-- Record set start --

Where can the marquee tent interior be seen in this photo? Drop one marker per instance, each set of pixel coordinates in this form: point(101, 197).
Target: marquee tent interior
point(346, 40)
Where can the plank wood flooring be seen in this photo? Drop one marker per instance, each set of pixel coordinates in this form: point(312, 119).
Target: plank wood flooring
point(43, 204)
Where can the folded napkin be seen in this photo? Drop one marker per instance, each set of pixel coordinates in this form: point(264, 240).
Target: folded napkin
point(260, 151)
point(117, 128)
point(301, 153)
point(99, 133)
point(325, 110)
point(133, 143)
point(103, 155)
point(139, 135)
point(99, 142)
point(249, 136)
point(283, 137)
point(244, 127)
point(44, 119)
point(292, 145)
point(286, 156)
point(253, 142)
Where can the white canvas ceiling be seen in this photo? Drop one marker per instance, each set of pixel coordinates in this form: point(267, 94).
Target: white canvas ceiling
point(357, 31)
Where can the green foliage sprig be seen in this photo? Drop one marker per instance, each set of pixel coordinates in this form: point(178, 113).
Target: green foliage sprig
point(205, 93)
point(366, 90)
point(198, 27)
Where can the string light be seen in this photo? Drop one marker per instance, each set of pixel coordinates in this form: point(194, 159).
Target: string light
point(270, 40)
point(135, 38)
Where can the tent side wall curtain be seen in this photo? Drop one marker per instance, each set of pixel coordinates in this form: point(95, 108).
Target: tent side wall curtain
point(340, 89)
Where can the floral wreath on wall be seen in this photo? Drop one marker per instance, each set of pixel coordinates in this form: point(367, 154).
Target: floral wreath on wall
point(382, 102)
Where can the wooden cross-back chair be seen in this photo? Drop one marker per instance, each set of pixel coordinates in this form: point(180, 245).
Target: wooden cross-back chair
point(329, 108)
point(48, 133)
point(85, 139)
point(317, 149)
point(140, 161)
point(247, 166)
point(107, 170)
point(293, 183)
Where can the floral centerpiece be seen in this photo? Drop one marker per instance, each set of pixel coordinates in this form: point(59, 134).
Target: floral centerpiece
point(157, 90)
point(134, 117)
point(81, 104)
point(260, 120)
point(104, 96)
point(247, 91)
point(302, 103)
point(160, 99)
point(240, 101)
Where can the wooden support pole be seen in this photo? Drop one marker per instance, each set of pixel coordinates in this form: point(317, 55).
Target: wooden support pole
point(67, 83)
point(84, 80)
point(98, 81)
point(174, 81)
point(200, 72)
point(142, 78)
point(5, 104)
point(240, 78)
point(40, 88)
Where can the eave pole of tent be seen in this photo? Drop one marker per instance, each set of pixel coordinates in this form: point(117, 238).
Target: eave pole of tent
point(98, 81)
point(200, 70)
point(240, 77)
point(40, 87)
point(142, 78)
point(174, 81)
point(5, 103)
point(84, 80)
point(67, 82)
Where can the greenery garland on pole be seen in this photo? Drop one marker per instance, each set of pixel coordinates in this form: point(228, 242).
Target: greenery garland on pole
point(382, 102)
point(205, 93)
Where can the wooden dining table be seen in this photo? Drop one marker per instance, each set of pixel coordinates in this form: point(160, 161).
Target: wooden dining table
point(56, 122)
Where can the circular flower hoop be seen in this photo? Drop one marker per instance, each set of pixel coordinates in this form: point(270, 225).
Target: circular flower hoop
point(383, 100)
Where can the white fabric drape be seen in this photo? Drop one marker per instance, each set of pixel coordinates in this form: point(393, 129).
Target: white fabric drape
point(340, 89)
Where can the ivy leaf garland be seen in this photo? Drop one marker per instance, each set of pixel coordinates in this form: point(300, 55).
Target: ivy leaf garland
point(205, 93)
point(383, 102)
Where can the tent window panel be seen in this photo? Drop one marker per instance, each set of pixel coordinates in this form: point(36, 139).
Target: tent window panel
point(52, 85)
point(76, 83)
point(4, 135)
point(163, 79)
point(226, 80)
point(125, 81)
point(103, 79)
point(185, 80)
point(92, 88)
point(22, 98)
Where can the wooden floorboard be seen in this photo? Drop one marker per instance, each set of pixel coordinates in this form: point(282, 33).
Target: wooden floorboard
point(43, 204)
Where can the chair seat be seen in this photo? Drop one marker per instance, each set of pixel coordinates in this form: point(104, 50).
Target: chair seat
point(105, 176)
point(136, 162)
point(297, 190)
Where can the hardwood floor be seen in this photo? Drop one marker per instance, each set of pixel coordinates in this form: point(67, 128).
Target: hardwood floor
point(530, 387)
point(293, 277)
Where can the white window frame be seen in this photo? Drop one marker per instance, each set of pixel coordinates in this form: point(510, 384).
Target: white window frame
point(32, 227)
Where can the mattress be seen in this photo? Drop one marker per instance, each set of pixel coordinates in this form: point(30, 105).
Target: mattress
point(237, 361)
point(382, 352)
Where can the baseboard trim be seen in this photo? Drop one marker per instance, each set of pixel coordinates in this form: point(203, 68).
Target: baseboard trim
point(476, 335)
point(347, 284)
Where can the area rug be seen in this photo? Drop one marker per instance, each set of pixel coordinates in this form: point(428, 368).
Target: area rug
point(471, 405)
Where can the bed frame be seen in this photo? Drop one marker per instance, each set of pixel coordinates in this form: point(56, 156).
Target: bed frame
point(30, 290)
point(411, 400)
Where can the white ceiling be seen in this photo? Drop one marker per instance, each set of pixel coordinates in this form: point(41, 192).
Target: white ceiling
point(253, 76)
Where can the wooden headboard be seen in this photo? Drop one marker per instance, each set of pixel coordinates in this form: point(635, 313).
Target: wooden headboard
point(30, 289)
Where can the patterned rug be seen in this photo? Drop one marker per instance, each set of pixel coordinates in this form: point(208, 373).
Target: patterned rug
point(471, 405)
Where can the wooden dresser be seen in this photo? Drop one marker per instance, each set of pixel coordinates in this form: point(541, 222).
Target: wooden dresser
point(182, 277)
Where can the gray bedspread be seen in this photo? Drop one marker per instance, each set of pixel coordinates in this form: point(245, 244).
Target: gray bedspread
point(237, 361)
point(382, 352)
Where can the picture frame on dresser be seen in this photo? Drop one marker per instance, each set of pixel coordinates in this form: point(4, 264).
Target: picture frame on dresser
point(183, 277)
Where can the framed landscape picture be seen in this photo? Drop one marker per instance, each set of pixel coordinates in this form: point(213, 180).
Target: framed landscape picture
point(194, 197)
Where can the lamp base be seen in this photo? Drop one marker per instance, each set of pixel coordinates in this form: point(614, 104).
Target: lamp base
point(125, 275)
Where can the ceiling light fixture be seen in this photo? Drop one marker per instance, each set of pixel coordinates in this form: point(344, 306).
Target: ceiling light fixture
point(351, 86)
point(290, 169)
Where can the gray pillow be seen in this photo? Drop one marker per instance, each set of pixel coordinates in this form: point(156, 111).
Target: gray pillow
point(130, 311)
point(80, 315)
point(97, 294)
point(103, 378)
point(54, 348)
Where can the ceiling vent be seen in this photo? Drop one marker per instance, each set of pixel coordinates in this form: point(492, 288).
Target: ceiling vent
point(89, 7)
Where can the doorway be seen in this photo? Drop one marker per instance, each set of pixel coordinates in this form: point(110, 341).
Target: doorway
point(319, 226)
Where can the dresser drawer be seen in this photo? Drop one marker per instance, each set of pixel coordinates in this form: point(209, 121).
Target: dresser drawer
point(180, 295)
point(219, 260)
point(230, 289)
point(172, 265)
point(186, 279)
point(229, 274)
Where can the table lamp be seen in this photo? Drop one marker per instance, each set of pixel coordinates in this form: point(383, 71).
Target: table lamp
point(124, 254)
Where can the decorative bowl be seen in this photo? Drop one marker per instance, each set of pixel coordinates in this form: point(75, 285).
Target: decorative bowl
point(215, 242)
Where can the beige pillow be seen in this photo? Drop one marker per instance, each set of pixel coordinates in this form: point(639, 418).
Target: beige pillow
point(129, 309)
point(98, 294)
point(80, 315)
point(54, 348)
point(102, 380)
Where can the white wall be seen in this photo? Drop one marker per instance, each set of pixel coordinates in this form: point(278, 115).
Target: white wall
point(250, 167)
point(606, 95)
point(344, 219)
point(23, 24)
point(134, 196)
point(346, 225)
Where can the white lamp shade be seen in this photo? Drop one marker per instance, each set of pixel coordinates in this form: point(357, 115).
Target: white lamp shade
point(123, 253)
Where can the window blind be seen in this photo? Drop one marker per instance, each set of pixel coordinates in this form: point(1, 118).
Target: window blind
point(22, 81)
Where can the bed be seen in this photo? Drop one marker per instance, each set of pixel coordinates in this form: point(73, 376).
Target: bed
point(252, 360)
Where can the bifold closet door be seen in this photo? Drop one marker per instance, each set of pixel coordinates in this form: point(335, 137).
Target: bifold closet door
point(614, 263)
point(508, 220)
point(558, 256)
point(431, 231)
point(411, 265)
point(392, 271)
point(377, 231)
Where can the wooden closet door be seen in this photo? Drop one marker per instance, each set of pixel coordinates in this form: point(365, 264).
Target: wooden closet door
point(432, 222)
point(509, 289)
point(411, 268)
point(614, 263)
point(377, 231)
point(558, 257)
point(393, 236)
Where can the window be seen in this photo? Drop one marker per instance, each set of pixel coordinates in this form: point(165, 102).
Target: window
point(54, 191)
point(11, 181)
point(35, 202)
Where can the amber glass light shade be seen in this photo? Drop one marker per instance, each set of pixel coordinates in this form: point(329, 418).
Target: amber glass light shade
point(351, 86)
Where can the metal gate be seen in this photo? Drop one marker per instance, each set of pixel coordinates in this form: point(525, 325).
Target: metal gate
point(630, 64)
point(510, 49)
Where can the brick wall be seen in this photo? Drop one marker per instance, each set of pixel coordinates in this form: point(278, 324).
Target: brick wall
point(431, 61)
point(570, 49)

-- Record set end --

→ The task: Return verbatim the lines starting at the first line of the rows above and ending at the line that contains "point(253, 142)", including both of those lines.

→ Answer below:
Where can the marquee tent interior be seen in this photo? Drop one marker per instance, each set of pixel coordinates in this form: point(101, 197).
Target: marquee tent interior
point(346, 40)
Where can the plank wood flooring be seen in this photo? Drop one marker per instance, each set of pixel coordinates in this form: point(312, 119).
Target: plank wood flooring
point(43, 204)
Where can the folded napkin be seen in this photo? Drop one marker per instance, each set of pixel coordinates in this form: point(264, 240).
Target: folded napkin
point(260, 151)
point(117, 128)
point(301, 153)
point(99, 133)
point(325, 110)
point(133, 143)
point(103, 155)
point(139, 135)
point(99, 142)
point(249, 136)
point(283, 137)
point(244, 127)
point(44, 119)
point(292, 145)
point(286, 156)
point(253, 142)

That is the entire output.